== Text provided ==
Tuesday 26 June 2012

Tantrums, Twitter and Tennis

I lost it with coeliac disease yesterday. Totally lost it. See, my OH is currently having a holiday without me and though it was ultimately my choice not to go (free spirit, can't bear to stay at other people homes, need my own space to do as I please!) I got really wound up at a statement he made.

He said "I'm going out to dinner with my parents and my brother and his girlfriend". Simple statement, nothing obviously wrong there. Unless you're a f@?!£%* coeliac who has had so many bad experiences eating out that you feel you can't trust any establishment.

What wound me up was the fact that this girl - a glutenite I'm guessing - is dining in a situation that I should be in. Not her fault I know, but I don't want to always be left out of these situations. I'm nearly 6 years knowing these people, she's probably 6 months top (I really have no idea but I'm feeling bitchy). I didn't want this holiday but what about the future, am I always going to be left out because I'm Lee the coeliac who can't eat gluten? Is that who I am?

I had to get rid of my old Twitter account because it began to drive me nuts. Yes, this is my blog and it's called Free From G but it's a blog, it's not me as a person, it's my mumblings. That's why the Twitter account had to go. I don't want to be known as Free From G, I want to be know as Lee, the often quirky optimist with a passion for food, tennis and all things mysterious, who just so happens to have a blog that is about living a gluten free lifestyle as a coeliac.

What I was finding with hindsight was that I was defining myself. I hope I usually came across as happy on the old Twitter account but the first thing people would see about me is that I'm gluten free. I don't want that to be the first impression that I give off. I as a person come first, I happen to have coeliac and need a special diet, that very much comes second.

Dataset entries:
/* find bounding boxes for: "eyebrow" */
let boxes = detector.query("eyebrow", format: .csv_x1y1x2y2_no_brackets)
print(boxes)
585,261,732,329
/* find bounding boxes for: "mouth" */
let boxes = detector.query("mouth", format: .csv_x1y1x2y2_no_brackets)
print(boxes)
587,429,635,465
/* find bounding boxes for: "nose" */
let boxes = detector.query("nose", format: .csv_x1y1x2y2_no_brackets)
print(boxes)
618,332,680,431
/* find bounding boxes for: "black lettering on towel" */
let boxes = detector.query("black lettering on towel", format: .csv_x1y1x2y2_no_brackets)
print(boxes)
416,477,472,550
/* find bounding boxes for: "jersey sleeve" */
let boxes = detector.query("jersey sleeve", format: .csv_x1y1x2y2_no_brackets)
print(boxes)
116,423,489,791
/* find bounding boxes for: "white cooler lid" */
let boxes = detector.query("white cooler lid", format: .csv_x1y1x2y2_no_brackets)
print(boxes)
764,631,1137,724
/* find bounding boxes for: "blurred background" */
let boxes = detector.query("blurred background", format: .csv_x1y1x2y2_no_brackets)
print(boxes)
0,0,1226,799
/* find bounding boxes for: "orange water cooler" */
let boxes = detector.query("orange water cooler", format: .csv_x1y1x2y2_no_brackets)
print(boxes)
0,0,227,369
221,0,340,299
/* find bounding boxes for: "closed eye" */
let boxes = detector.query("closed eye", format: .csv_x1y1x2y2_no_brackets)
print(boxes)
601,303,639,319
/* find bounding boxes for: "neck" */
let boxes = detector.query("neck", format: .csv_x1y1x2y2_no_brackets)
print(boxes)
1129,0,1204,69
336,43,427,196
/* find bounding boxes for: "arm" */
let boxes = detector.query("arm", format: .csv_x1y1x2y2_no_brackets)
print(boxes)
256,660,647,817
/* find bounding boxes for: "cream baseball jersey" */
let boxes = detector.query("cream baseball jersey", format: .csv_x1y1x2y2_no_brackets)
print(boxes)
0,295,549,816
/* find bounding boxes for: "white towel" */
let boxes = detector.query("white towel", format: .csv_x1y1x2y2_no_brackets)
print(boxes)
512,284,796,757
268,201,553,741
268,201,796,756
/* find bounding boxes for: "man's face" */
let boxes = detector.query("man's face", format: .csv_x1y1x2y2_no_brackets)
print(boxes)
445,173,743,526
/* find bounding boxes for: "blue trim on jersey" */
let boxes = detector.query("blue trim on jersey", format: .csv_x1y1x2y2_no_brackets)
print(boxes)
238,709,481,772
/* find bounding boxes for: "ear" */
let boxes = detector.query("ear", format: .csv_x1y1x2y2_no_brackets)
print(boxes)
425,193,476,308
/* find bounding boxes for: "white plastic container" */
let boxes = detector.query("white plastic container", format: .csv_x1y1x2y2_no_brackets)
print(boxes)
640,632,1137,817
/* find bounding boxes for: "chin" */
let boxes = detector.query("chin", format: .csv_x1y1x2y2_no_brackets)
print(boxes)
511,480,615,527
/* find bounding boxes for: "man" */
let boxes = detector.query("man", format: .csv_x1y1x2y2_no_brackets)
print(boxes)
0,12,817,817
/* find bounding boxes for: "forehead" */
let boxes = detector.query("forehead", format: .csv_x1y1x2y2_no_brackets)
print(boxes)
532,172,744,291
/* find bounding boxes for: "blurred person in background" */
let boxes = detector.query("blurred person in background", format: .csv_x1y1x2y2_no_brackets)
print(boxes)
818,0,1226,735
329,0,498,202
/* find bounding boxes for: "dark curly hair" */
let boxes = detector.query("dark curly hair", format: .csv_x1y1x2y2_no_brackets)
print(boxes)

== Work item ==
Resume the blog post about coeliac disease and the author's Twitter account, starting after its last sentence. The lines above are not needed for this.

== Response box ==
In terms of eating out wherever it may be, I'm not the problem. I'm not and neither are any coeliacs. If you have been trained to cook and that is your profession, if you can't cook me a safe gluten free meal in a restaurant then you can't cook. If someone has been trained in food it should be very obvious what has gluten in it and what does not. As coeliacs we have to gain this knowledge, someone trained in food should already know.

But that's not the case is it? It certainly hasn't been in my experience. Eating is obviously a huge part of life and being a coeliac makes that awkward. If I am going to be left out of situations in the future I would far rather it be because I'm considered terrible company (I'm not I'm actually pretty fun), or because I am disliked (rub me up the wrong way and it'll be easy). I don't want the coeliac card raised. I don't want the whole Lee can't eat this, Lee can't eat that to be the reason why I'm left out.

My Mum is elderly and isn't great on her feet, because of this I always make a point of walking very slowly with her, that's just what you do, right? Well how about a bit of compassion for coeliacs from glutenites? How about they stop feeling sorry for us and actually try to help in awkward situations?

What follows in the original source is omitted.